START Data provided
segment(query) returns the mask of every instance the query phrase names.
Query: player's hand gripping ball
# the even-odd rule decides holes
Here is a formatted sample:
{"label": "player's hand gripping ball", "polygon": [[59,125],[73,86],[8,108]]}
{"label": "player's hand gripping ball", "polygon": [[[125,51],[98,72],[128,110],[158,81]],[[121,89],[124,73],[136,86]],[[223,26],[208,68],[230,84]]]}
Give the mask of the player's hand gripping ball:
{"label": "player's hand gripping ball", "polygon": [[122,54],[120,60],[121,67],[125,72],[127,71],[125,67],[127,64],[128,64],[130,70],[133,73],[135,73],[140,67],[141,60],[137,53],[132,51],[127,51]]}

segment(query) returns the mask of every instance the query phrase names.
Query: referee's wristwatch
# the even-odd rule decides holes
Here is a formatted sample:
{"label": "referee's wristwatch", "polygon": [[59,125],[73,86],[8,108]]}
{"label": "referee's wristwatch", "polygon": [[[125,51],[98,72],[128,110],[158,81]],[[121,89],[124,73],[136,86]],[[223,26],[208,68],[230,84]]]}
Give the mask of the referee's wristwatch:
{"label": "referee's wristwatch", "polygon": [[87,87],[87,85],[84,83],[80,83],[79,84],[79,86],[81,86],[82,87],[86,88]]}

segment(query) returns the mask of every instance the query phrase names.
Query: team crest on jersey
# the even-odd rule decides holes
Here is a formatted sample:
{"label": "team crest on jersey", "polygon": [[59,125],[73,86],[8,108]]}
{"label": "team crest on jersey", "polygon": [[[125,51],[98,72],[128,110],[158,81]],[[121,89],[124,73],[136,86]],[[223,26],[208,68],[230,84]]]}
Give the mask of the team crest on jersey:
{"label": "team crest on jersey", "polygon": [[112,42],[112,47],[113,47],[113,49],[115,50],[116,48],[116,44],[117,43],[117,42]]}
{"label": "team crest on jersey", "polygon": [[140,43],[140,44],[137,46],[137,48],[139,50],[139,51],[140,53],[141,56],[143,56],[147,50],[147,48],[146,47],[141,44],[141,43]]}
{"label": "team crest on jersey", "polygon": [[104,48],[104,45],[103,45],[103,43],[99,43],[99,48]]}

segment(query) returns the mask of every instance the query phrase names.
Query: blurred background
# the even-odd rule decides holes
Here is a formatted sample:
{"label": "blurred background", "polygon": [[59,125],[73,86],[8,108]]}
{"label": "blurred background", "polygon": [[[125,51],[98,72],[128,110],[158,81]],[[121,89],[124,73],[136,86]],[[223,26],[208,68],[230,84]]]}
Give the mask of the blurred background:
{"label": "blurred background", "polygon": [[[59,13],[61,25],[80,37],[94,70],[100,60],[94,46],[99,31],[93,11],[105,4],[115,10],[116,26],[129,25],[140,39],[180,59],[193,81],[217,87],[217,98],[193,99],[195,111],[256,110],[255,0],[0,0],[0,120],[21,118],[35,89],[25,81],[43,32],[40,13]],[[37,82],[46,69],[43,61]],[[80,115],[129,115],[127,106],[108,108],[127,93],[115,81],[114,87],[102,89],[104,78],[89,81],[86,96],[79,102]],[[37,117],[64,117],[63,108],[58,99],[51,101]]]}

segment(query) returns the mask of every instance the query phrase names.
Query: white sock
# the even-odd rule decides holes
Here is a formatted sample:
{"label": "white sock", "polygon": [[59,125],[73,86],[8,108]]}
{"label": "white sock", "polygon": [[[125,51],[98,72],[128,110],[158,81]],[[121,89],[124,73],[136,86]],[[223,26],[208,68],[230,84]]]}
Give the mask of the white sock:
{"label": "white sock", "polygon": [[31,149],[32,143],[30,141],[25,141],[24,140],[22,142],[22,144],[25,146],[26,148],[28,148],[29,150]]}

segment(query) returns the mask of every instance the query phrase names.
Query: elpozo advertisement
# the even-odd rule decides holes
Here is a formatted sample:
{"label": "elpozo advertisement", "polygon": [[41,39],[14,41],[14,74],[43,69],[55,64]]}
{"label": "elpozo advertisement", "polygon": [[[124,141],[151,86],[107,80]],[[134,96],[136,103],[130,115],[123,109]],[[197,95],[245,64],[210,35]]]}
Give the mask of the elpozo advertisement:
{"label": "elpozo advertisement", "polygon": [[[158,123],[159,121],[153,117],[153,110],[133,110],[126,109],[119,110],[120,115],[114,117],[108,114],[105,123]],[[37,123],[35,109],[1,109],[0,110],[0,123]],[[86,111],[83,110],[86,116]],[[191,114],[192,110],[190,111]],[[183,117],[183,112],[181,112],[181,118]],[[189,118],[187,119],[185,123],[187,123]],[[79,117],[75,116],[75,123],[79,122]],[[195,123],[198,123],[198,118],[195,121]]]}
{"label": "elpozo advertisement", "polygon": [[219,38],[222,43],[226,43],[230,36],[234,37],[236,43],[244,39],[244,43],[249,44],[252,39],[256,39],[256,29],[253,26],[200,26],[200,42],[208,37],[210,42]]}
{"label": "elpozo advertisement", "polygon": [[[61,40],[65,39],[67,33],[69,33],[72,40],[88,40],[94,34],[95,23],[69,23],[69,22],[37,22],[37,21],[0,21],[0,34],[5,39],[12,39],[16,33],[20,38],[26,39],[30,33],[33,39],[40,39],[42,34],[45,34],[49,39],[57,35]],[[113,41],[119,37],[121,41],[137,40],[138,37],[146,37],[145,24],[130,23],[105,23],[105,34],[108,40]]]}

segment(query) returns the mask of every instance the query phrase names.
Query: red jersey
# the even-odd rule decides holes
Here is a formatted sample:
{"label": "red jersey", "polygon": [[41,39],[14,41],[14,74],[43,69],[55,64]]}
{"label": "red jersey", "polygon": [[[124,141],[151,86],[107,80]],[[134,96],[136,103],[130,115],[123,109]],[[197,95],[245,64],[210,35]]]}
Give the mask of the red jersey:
END Data provided
What you are asked to do — Output the listing above word for word.

Output below —
segment(query) returns the mask of every instance the query phrase names.
Query: player's hand gripping ball
# the even-odd rule decides holes
Here is a formatted sample:
{"label": "player's hand gripping ball", "polygon": [[59,125],[73,86],[8,108]]}
{"label": "player's hand gripping ball", "polygon": [[[125,51],[98,72],[128,110],[158,81]],[[121,89],[124,73],[136,86]],[[223,26],[208,68],[230,84]]]}
Give the mask of the player's hand gripping ball:
{"label": "player's hand gripping ball", "polygon": [[122,54],[120,60],[121,67],[125,72],[127,71],[125,67],[127,64],[128,64],[130,70],[133,73],[135,73],[140,67],[141,60],[137,53],[132,51],[127,51]]}

segment(query) returns the mask of every instance the query phrase names.
Query: referee's wristwatch
# the even-odd rule decides holes
Here is a formatted sample:
{"label": "referee's wristwatch", "polygon": [[59,125],[73,86],[8,108]]}
{"label": "referee's wristwatch", "polygon": [[[125,51],[98,72],[128,110],[158,81]],[[121,89],[124,73],[136,86]],[[223,26],[208,68],[230,84]]]}
Give the mask of the referee's wristwatch:
{"label": "referee's wristwatch", "polygon": [[87,87],[87,85],[84,83],[80,83],[79,84],[79,86],[81,86],[82,87],[86,88]]}

segment(query) returns the mask of every instance the query phrase names.
Query: team crest on jersey
# the even-odd rule decides holes
Here is a formatted sample:
{"label": "team crest on jersey", "polygon": [[59,125],[73,86],[8,108]]}
{"label": "team crest on jersey", "polygon": [[[125,51],[98,72],[128,110],[158,81]],[[121,89],[124,73],[136,86]],[[223,26],[208,68],[230,84]]]}
Give the mask of the team crest on jersey:
{"label": "team crest on jersey", "polygon": [[112,42],[112,47],[113,47],[113,49],[115,50],[116,48],[116,44],[117,43],[117,42]]}
{"label": "team crest on jersey", "polygon": [[140,43],[140,44],[137,46],[137,48],[139,50],[139,51],[140,53],[141,56],[143,56],[147,50],[147,48],[146,47],[141,44],[141,43]]}
{"label": "team crest on jersey", "polygon": [[104,48],[104,45],[103,45],[103,43],[99,43],[99,48]]}

segment(query) returns the mask of every instance the query phrase names.
Query: blurred background
# the even-odd rule decides holes
Here is a formatted sample:
{"label": "blurred background", "polygon": [[59,125],[73,86],[8,108]]}
{"label": "blurred background", "polygon": [[[125,51],[98,72],[128,110],[158,81]],[[121,89],[124,73],[136,86]],[[223,26],[208,68],[230,84]]]}
Give the mask of the blurred background:
{"label": "blurred background", "polygon": [[[59,13],[61,25],[80,37],[94,70],[100,60],[94,46],[99,31],[93,11],[105,4],[115,10],[116,26],[129,25],[140,39],[180,59],[193,81],[217,87],[217,98],[193,99],[195,111],[256,110],[255,0],[0,0],[0,120],[21,118],[35,89],[25,81],[43,32],[40,13]],[[37,82],[46,69],[43,61]],[[80,115],[129,115],[127,106],[108,108],[127,93],[115,81],[114,87],[102,89],[104,78],[89,81],[86,96],[79,102]],[[37,117],[64,117],[63,108],[58,99],[51,101]]]}

segment(query) returns the mask of every instance the query phrase names.
Query: white sock
# the even-odd rule decides holes
Here is a formatted sample:
{"label": "white sock", "polygon": [[59,125],[73,86],[8,108]]}
{"label": "white sock", "polygon": [[[125,51],[98,72],[128,110],[158,81]],[[121,89],[124,73],[136,86]],[[223,26],[208,68],[230,84]]]}
Give the mask of the white sock:
{"label": "white sock", "polygon": [[31,149],[32,143],[30,141],[25,141],[24,140],[22,142],[22,144],[25,146],[26,148],[28,148],[29,150]]}

segment(query) returns the mask of every instance the query phrase names.
Query: elpozo advertisement
# the even-odd rule decides holes
Here is a formatted sample:
{"label": "elpozo advertisement", "polygon": [[41,39],[14,41],[14,74],[43,69],[55,64]]}
{"label": "elpozo advertisement", "polygon": [[[124,141],[151,86],[107,80]],[[134,96],[136,103],[130,115],[123,109]],[[197,95],[245,64],[210,35]]]}
Give the mask of the elpozo advertisement:
{"label": "elpozo advertisement", "polygon": [[[158,123],[159,121],[153,117],[153,110],[133,110],[126,109],[119,110],[120,115],[114,117],[108,114],[105,123]],[[37,123],[35,109],[1,109],[0,110],[0,123]],[[86,111],[83,110],[86,116]],[[191,114],[192,110],[190,111]],[[183,117],[183,112],[181,112],[181,118]],[[189,118],[187,119],[185,123],[187,123]],[[79,117],[75,116],[75,123],[79,122]],[[195,123],[198,123],[198,118],[195,121]]]}
{"label": "elpozo advertisement", "polygon": [[219,38],[222,43],[226,43],[230,36],[234,37],[236,43],[244,39],[244,43],[249,44],[252,39],[256,39],[256,29],[253,26],[200,26],[200,42],[208,37],[210,42]]}
{"label": "elpozo advertisement", "polygon": [[[61,40],[65,39],[67,33],[69,33],[72,40],[88,40],[94,34],[95,23],[69,23],[69,22],[37,22],[37,21],[0,21],[0,34],[5,39],[12,39],[16,33],[20,38],[26,39],[30,33],[33,39],[40,39],[42,34],[45,34],[49,39],[57,35]],[[113,41],[119,37],[121,41],[137,40],[138,37],[146,37],[145,24],[130,23],[105,23],[105,34],[108,40]]]}

segment(query) returns the mask of every instance the query phrase names.
Query: red jersey
# the even-odd rule decides holes
Here is a formatted sample:
{"label": "red jersey", "polygon": [[41,39],[14,41],[14,74],[43,69],[55,64]]}
{"label": "red jersey", "polygon": [[[124,141],[151,86],[107,80]],[[134,96],[136,103],[130,115],[123,109]],[[197,95],[245,64],[210,35]]]}
Give the mask of the red jersey:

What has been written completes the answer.